■ WHAT THE TASK REQUIRES ■
From the line with "Target: pink fabric" to the line with "the white bedding.", retype every line exactly, including those two, and leave out the rest of the data below.

Point-per-instance localization data:
>>
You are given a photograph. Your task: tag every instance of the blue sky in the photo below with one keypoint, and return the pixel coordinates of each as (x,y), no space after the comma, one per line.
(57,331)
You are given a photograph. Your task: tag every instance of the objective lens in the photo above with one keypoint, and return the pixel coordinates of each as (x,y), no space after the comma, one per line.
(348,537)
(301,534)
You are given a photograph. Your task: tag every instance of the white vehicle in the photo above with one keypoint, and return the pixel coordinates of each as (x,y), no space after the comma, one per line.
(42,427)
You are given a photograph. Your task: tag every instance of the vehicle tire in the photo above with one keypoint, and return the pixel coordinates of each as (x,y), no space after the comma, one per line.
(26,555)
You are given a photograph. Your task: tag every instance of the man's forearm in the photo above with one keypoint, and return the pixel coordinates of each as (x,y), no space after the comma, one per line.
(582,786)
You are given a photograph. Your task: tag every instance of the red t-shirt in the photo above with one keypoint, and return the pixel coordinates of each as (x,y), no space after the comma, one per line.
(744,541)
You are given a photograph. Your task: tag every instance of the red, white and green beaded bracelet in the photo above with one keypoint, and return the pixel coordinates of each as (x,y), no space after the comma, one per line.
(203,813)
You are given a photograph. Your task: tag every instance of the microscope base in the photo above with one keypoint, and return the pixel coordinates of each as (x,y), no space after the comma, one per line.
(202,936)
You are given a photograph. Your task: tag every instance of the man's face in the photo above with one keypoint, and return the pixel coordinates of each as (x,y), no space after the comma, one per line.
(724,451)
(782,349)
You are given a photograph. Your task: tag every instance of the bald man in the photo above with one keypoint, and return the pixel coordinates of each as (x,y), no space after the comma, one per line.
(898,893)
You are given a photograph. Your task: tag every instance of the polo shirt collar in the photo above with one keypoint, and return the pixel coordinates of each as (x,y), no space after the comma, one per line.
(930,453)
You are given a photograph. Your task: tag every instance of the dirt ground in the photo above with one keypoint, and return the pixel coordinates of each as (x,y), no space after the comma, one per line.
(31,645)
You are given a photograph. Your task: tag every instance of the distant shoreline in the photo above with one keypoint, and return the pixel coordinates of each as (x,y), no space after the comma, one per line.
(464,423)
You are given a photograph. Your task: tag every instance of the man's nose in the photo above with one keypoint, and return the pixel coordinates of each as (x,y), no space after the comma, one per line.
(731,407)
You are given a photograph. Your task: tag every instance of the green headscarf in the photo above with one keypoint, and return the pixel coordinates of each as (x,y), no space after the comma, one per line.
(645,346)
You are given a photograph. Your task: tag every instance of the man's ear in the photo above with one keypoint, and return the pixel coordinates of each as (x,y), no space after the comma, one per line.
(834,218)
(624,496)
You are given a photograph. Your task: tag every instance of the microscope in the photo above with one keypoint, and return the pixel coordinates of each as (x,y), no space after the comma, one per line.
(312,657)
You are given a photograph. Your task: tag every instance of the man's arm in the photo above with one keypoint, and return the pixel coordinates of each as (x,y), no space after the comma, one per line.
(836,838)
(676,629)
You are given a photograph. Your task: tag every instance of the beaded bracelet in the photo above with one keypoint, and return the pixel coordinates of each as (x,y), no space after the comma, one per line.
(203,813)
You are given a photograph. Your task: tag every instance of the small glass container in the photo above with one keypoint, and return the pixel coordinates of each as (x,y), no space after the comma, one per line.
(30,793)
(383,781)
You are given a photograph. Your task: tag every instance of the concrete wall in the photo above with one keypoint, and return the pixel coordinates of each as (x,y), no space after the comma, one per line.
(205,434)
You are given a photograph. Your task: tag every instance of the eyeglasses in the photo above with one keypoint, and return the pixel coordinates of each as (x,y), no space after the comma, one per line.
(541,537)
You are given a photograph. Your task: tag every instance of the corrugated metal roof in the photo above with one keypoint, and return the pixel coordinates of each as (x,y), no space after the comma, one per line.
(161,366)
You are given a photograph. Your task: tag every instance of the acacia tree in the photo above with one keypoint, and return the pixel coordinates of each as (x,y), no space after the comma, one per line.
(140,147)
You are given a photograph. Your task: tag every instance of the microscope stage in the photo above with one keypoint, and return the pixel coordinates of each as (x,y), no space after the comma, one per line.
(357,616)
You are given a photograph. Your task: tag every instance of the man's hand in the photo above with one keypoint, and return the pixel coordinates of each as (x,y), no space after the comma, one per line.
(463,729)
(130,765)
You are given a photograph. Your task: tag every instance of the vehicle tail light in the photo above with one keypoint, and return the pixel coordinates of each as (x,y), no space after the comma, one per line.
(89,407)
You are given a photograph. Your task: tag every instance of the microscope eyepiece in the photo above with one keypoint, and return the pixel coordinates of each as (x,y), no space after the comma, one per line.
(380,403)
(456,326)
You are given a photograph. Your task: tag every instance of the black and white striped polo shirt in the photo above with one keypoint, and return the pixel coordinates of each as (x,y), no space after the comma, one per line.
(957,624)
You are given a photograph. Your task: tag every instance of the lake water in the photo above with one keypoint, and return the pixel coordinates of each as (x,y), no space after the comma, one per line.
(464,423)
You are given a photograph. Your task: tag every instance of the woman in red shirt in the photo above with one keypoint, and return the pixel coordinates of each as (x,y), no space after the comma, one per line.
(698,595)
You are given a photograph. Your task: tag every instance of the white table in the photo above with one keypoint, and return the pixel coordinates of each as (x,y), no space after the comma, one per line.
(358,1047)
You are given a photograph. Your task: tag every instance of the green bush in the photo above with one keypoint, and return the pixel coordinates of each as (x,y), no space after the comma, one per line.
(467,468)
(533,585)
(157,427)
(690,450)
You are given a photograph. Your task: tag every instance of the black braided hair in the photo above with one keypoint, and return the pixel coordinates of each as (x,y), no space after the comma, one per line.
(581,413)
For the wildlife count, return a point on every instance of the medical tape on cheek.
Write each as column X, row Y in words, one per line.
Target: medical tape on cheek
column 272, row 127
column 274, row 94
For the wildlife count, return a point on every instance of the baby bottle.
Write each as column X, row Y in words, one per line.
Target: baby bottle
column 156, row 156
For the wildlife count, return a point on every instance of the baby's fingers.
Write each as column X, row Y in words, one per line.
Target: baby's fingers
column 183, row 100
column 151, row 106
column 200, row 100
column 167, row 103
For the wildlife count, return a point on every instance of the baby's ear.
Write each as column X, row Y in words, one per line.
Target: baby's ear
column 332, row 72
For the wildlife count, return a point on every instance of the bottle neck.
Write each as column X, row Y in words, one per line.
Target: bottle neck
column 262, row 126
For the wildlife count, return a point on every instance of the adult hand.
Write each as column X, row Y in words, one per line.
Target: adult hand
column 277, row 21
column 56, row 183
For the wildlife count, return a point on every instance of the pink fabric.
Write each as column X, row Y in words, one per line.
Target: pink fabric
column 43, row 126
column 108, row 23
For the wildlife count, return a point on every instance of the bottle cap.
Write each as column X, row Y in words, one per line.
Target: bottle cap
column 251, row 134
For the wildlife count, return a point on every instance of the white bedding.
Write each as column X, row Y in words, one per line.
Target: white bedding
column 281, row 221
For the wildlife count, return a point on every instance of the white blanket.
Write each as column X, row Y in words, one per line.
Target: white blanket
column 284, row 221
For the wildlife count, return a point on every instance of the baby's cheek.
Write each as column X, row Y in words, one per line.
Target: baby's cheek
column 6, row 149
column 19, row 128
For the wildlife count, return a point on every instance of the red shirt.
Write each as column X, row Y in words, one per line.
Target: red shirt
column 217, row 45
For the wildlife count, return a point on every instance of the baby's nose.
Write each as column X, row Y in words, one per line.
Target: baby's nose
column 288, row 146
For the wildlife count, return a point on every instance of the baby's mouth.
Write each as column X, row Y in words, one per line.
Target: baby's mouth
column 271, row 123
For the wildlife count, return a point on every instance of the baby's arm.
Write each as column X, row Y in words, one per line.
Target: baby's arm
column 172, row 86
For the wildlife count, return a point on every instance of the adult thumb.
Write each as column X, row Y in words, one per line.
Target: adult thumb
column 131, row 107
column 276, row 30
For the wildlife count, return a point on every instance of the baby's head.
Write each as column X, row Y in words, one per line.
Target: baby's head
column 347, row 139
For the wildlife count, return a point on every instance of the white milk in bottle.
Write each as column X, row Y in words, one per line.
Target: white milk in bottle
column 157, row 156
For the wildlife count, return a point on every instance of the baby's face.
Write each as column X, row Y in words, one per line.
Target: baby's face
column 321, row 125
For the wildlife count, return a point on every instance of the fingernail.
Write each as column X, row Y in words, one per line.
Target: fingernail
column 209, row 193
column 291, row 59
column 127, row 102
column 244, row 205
<<
■ ANSWER TO THIS TASK ■
Target: pink fabric
column 43, row 126
column 108, row 23
For the wildlife count, return a point on every instance of the bottle cap.
Write each as column X, row Y in words, one per line.
Target: bottle cap
column 251, row 134
For the wildlife count, return a point on every instance of the white bedding.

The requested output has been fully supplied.